→ **TASK INSTRUCTIONS**: Examine each line of the data. Copy those that contain the string "headlight".

→ **MATERIAL PROVIDED**:
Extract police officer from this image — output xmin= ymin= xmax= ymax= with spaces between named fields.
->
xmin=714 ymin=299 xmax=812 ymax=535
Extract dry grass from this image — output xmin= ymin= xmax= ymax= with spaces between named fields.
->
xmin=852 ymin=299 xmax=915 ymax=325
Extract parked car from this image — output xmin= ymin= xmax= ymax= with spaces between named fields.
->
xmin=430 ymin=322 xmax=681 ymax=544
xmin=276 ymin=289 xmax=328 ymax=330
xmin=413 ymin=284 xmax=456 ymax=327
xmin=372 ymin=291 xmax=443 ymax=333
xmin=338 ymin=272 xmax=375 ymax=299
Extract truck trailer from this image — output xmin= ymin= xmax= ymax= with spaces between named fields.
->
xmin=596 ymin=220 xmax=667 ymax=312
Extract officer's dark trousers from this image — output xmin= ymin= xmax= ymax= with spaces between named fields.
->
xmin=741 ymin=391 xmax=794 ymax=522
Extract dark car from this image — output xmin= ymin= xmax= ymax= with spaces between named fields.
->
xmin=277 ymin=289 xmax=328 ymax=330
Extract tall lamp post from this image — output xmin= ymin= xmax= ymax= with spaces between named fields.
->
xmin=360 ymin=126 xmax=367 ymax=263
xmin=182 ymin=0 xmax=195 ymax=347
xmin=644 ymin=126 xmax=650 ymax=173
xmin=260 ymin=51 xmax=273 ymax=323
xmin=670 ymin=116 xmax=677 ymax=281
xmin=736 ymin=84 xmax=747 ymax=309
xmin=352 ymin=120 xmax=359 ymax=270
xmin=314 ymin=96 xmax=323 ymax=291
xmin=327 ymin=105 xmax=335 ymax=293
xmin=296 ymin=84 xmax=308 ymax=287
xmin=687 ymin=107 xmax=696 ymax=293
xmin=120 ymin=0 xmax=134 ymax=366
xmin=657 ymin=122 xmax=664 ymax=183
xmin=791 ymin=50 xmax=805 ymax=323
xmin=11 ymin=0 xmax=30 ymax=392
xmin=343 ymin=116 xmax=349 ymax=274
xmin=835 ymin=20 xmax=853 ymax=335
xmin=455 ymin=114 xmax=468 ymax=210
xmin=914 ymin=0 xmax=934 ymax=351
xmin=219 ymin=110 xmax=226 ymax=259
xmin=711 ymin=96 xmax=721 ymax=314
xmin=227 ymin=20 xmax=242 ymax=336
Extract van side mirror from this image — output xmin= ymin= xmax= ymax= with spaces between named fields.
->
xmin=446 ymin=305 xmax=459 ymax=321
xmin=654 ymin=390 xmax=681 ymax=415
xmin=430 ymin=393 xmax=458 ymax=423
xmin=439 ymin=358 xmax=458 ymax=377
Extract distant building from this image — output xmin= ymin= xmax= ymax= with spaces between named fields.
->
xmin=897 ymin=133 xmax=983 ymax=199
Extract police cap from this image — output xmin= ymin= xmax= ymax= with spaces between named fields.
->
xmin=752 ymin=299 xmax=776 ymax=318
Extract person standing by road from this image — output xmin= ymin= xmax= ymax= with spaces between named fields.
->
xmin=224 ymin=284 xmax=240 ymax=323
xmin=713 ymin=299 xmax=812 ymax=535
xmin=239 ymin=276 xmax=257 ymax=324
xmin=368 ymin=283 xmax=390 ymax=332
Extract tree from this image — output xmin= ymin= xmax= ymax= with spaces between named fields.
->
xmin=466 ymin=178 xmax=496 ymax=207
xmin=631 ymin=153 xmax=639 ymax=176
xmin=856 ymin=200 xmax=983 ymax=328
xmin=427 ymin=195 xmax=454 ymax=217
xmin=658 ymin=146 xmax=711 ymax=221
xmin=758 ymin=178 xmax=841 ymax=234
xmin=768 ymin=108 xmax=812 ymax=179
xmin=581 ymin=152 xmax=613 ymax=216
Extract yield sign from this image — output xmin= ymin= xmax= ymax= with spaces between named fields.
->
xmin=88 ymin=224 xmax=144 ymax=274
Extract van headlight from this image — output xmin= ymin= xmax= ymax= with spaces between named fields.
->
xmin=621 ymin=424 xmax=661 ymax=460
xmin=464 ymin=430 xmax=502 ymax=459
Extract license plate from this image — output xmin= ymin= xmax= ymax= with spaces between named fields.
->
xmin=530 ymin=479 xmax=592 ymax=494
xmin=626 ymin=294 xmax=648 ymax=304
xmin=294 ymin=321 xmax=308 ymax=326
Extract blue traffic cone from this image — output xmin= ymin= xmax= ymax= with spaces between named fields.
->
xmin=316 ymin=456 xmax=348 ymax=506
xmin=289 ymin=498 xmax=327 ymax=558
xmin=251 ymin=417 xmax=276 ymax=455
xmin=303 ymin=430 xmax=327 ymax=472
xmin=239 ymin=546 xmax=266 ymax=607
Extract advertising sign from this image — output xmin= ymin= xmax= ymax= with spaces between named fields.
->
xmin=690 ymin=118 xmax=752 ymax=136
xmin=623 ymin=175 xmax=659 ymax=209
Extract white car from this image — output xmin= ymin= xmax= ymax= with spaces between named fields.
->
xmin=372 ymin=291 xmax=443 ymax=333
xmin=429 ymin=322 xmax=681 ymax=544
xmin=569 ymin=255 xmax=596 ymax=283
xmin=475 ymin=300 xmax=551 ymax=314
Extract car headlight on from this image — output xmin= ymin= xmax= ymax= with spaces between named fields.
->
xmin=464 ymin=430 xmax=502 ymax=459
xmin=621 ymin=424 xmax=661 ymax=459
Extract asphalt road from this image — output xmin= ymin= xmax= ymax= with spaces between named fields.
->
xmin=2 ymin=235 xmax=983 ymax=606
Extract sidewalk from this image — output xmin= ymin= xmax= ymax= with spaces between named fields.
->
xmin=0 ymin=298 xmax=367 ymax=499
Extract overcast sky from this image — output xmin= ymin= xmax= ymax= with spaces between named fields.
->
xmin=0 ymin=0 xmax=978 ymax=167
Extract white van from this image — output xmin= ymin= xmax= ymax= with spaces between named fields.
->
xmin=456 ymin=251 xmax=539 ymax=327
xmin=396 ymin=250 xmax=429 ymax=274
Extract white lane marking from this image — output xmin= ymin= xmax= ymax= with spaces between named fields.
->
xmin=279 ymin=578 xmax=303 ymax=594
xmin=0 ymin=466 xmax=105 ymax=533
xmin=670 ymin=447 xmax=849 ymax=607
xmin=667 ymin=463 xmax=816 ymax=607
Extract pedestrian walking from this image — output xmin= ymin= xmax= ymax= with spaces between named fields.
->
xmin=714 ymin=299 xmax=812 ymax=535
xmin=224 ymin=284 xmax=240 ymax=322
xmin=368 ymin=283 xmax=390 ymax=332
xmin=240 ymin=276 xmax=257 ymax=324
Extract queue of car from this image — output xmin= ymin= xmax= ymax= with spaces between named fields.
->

→ **ANSWER FOR THIS EXERCISE**:
Extract van headlight from this image — output xmin= ymin= xmax= ymax= with spaces between named fields.
Extract car headlight on from this image — output xmin= ymin= xmax= ymax= with spaces between named fields.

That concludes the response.